INSTRUCTIONS TO FOLLOW
Can you rewrite the part of the material that opens with the line containing "blade shown in this photo." and runs through the end of the material? Keep every line, requests included, but multiply each coordinate in the answers by 0.45 and round it to a whole number, with halves rounding up.

Rows from a pointing dataset
- - - - -

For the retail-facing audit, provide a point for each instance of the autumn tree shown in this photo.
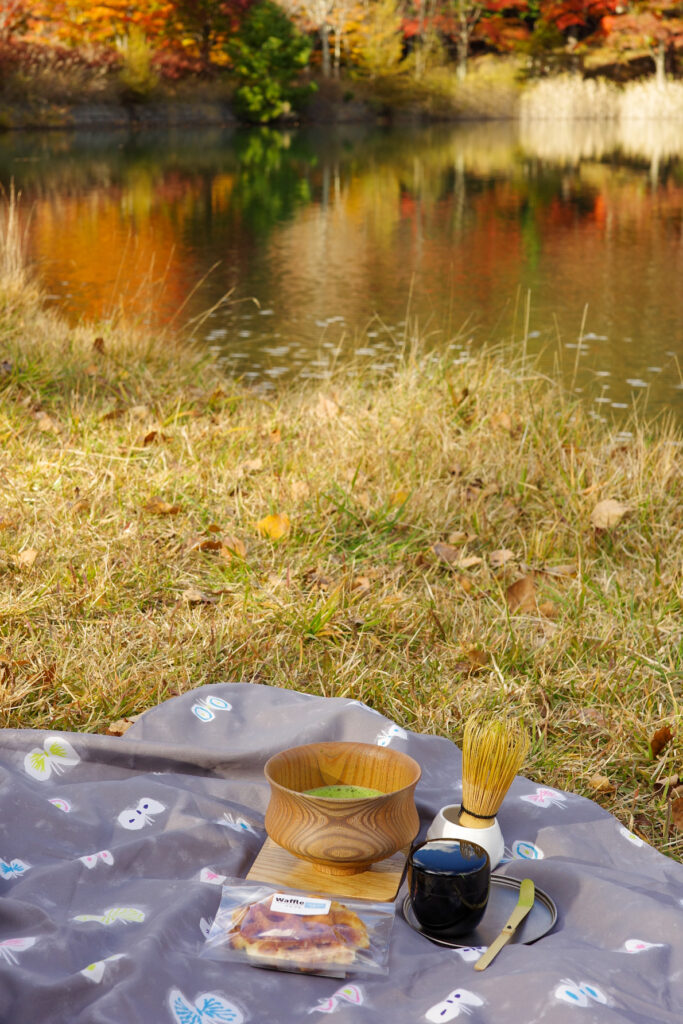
(206, 23)
(13, 18)
(655, 28)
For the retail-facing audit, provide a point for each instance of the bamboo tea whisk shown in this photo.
(494, 751)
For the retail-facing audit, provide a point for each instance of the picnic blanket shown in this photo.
(114, 851)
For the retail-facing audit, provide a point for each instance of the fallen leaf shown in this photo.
(46, 424)
(196, 596)
(327, 409)
(607, 513)
(155, 435)
(659, 740)
(502, 420)
(460, 537)
(360, 583)
(477, 658)
(27, 557)
(521, 595)
(204, 544)
(121, 725)
(499, 558)
(570, 569)
(468, 561)
(600, 783)
(158, 507)
(669, 783)
(273, 526)
(250, 466)
(447, 552)
(677, 812)
(231, 547)
(114, 414)
(592, 716)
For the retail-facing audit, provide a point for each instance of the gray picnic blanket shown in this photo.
(114, 851)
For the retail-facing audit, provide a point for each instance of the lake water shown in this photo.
(290, 251)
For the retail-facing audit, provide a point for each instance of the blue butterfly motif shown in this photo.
(13, 869)
(206, 1008)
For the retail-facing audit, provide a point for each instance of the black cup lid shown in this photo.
(449, 856)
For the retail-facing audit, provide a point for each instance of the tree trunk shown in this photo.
(463, 47)
(325, 42)
(660, 62)
(337, 62)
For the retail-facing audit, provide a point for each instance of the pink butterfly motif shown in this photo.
(10, 947)
(91, 859)
(545, 798)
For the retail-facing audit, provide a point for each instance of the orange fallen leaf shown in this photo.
(607, 513)
(600, 783)
(677, 812)
(273, 526)
(250, 466)
(46, 424)
(27, 557)
(121, 725)
(204, 544)
(447, 552)
(521, 595)
(158, 507)
(502, 420)
(659, 740)
(155, 435)
(231, 547)
(80, 505)
(196, 596)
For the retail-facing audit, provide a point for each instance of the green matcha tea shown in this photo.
(343, 792)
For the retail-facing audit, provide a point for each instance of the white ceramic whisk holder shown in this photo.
(445, 825)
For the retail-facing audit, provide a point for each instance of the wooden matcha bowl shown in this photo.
(342, 836)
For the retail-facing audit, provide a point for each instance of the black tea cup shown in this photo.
(449, 882)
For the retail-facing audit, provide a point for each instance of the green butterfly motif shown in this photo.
(56, 755)
(114, 914)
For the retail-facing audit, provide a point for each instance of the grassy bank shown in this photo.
(138, 560)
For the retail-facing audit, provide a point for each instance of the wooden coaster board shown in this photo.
(381, 883)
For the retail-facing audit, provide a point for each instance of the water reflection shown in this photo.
(286, 249)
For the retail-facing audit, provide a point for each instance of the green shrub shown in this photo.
(267, 55)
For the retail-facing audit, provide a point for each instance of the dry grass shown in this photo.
(108, 607)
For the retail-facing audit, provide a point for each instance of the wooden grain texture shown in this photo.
(342, 837)
(380, 882)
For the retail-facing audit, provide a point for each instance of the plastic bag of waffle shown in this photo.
(288, 930)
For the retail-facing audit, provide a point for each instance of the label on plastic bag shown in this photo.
(305, 906)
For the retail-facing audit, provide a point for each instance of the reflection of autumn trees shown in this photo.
(461, 220)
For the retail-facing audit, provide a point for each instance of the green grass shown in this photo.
(99, 611)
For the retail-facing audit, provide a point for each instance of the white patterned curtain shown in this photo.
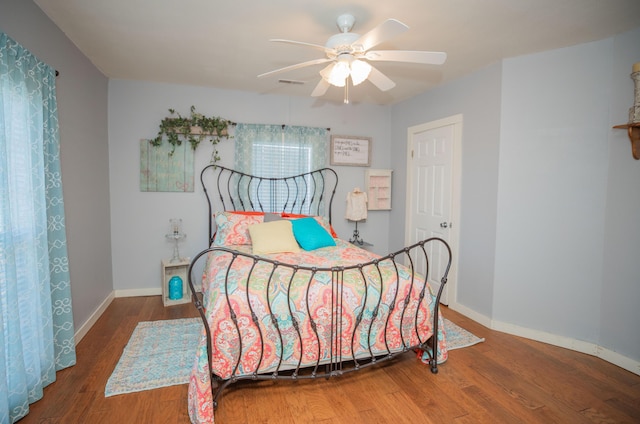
(36, 322)
(279, 151)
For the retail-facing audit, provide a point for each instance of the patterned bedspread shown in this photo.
(322, 315)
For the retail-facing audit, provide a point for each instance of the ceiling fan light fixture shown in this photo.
(339, 73)
(360, 71)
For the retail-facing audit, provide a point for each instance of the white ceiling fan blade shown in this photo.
(383, 32)
(296, 66)
(380, 80)
(427, 58)
(321, 88)
(302, 43)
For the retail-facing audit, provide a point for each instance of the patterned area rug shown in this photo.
(458, 337)
(161, 353)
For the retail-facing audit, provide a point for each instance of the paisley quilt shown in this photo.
(265, 318)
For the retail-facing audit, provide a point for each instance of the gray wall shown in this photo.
(620, 288)
(82, 113)
(477, 98)
(140, 219)
(549, 240)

- - - - -

TASK RESULT
For the retail-facing audit, provide a point for each instance of the white ceiling fan blade shown in this photo.
(172, 14)
(133, 30)
(171, 36)
(192, 26)
(144, 40)
(136, 19)
For the retail-facing audit, provide a point for each instance of the patterned area rug shown in this photo.
(206, 152)
(72, 159)
For the retail-facing audit, provide a point for each instance of the paisley quilt shown in this photo.
(119, 143)
For the retail-facing audit, provide a point for each instance of the gray wall shown in this photo.
(279, 130)
(37, 51)
(215, 44)
(63, 99)
(247, 108)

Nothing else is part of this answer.